╭──

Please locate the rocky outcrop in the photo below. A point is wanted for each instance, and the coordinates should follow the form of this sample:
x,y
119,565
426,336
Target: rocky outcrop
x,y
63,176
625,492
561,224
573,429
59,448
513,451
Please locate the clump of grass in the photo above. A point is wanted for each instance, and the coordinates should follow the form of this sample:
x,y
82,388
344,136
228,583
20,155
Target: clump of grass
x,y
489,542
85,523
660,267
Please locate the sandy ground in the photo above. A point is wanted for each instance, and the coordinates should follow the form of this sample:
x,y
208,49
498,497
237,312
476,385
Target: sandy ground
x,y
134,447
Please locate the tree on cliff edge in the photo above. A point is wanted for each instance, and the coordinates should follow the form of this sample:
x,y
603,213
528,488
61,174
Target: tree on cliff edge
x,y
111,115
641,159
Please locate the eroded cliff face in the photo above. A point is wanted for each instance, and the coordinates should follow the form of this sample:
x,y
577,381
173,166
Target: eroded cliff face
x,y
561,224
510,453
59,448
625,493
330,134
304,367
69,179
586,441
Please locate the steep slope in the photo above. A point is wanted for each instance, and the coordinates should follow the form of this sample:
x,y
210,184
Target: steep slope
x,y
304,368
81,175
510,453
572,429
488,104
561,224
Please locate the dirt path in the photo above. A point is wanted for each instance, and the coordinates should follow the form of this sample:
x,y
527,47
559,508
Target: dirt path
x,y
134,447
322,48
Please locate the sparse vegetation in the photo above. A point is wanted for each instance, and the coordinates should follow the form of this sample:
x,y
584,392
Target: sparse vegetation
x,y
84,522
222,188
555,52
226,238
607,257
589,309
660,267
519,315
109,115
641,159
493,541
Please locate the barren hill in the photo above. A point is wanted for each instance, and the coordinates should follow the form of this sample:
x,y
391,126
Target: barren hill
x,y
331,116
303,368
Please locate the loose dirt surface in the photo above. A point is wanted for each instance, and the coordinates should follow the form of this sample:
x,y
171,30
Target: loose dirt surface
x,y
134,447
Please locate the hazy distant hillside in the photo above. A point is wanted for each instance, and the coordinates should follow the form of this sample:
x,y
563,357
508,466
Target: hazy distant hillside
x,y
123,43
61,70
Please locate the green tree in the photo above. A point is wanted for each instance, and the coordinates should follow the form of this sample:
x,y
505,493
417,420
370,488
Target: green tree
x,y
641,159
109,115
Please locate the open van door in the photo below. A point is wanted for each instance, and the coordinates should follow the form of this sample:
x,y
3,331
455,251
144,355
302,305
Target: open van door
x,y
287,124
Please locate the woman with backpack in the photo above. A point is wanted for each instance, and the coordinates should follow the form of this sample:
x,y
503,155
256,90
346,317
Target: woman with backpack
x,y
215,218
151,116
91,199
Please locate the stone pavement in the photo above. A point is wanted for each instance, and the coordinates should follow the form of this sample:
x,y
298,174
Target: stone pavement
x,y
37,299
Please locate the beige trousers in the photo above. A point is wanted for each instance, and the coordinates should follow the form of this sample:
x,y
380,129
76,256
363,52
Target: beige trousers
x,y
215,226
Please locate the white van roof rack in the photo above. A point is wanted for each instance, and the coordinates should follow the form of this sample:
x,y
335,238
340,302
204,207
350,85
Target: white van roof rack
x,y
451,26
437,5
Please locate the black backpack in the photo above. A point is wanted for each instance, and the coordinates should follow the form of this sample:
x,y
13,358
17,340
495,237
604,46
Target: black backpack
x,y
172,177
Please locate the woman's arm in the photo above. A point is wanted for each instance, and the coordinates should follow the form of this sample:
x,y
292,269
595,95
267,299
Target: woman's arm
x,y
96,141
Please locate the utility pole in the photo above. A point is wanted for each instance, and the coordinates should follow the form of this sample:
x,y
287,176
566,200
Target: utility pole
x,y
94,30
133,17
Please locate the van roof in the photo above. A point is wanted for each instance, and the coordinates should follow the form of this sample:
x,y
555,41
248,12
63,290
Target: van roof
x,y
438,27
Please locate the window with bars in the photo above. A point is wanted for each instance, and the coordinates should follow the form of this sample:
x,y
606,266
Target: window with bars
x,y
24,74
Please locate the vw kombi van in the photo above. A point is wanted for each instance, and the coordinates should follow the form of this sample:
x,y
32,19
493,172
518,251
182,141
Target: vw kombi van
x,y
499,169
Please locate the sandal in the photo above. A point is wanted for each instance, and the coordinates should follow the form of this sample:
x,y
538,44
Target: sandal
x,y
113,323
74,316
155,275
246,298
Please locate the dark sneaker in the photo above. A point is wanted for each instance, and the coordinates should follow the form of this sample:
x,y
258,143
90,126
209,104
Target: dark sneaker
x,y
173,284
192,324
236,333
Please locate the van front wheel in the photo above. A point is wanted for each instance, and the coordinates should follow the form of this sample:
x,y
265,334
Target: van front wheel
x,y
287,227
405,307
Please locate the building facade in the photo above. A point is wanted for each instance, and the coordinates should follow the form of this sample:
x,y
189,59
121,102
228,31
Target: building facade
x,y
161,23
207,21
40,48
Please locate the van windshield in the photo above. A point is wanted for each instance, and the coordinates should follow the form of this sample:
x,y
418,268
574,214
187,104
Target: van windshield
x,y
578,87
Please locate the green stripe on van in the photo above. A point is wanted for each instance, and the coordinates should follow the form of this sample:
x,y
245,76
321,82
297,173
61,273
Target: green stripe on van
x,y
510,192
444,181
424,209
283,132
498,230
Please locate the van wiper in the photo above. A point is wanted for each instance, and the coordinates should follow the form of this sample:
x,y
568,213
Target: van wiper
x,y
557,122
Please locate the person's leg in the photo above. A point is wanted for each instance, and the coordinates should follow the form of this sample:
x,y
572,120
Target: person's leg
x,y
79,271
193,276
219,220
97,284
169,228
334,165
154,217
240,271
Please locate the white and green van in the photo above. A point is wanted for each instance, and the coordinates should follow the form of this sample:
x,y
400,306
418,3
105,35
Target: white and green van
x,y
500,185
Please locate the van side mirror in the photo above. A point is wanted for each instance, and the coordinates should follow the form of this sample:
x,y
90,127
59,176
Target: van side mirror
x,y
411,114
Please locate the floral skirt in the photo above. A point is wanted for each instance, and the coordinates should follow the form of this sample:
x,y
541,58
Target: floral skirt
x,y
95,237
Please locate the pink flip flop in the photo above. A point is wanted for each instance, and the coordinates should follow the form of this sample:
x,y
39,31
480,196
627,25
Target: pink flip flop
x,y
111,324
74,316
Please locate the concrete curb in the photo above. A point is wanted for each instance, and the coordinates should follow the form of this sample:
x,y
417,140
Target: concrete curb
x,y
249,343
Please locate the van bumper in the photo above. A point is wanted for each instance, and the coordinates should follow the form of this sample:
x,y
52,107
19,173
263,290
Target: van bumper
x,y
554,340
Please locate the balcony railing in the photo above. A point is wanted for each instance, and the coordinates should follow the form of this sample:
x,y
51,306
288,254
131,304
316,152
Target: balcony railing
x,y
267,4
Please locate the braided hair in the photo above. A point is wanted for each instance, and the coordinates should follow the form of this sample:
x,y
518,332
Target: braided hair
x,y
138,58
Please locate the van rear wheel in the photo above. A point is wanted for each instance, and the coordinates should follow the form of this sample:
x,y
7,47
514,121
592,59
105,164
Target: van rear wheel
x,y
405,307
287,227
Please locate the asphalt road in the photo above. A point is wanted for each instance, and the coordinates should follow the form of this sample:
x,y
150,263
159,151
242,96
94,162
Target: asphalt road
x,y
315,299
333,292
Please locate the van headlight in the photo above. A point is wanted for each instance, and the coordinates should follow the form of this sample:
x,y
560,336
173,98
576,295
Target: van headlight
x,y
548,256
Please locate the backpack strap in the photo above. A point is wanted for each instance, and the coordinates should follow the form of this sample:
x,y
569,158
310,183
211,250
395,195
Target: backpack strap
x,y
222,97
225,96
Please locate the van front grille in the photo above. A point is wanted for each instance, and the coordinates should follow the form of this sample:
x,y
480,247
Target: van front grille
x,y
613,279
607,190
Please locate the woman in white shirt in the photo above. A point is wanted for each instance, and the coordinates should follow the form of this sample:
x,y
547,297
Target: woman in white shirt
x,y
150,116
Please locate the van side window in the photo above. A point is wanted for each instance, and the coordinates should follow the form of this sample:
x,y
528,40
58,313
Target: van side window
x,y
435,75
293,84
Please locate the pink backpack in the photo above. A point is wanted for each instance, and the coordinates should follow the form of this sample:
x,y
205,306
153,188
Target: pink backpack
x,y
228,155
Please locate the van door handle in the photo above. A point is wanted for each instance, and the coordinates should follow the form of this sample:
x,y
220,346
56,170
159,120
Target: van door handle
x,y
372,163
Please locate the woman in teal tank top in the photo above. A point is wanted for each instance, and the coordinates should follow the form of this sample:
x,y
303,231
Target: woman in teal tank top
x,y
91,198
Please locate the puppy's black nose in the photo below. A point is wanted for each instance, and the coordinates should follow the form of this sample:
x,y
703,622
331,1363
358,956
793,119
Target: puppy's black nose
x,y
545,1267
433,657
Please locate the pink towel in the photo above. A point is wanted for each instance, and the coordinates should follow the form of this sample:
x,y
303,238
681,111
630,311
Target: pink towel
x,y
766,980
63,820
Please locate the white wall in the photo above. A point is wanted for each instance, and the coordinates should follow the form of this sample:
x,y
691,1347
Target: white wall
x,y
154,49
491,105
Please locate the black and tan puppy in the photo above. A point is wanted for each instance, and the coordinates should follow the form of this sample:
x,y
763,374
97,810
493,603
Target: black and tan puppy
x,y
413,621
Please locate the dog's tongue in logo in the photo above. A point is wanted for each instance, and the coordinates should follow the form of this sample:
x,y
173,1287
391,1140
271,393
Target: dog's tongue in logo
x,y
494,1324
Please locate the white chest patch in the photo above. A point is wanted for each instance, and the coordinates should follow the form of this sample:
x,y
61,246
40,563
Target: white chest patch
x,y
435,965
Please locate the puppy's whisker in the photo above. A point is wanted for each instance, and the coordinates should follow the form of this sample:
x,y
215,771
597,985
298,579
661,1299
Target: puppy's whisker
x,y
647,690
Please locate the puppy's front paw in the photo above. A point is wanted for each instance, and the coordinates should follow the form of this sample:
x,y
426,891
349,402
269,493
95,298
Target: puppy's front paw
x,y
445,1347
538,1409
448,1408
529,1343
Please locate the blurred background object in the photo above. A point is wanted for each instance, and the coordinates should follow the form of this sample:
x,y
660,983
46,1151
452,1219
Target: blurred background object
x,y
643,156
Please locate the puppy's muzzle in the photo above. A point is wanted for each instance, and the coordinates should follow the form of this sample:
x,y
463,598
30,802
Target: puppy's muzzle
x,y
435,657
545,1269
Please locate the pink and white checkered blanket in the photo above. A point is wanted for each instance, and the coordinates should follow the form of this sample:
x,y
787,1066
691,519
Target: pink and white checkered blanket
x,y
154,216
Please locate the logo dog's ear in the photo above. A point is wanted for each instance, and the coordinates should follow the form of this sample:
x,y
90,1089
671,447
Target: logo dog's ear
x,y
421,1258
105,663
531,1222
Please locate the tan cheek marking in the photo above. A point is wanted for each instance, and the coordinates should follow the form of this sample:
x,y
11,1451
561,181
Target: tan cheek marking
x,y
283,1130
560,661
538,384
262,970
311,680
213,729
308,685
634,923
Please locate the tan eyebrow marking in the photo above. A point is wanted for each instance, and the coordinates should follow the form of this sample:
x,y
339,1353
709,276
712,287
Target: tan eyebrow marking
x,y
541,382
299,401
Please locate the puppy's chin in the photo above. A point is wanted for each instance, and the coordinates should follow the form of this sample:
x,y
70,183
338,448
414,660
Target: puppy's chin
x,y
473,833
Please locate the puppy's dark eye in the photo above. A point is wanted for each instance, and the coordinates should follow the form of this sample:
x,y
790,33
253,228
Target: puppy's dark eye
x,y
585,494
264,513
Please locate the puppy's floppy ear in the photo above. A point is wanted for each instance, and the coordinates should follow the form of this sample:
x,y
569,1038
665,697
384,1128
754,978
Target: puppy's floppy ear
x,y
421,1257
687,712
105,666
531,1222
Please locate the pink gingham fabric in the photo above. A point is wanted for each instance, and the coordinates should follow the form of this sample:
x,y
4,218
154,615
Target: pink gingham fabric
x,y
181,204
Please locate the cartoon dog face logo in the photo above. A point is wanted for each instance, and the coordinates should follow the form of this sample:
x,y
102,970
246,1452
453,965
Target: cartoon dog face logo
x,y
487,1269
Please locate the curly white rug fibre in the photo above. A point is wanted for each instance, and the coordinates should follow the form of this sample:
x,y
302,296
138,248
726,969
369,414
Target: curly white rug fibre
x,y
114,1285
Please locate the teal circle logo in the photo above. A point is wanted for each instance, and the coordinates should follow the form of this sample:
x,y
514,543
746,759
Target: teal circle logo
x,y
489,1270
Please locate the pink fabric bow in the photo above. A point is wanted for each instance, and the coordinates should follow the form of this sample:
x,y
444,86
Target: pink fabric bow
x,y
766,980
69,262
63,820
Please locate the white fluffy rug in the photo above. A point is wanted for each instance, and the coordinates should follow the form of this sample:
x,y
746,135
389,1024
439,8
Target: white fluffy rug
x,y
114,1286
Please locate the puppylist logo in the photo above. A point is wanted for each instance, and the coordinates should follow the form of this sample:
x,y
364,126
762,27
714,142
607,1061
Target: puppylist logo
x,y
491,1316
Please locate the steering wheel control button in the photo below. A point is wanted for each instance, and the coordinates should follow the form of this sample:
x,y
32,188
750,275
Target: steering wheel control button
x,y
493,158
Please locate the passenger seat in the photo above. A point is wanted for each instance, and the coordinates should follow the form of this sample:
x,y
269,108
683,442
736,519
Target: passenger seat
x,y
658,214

╰──

> [What the exercise asks]:
Copy out each line of the material in which the word "below" turns up.

> [Output]:
Please locate the rocky outcrop in the photo below. A point is wanted for each instance, and the coordinates should follow the form of this sample:
Please locate the open van door in the photo below. A point is wanted for each instance, and the coordinates should follow the form of this sample:
Please locate the puppy's black nose in the photo below. A point is wanted for each instance, and the coordinates should follow the form of this sample:
Please locate the steering wheel control button in the photo below. A point is wanted for each instance, and the coordinates should follow the form of this sample:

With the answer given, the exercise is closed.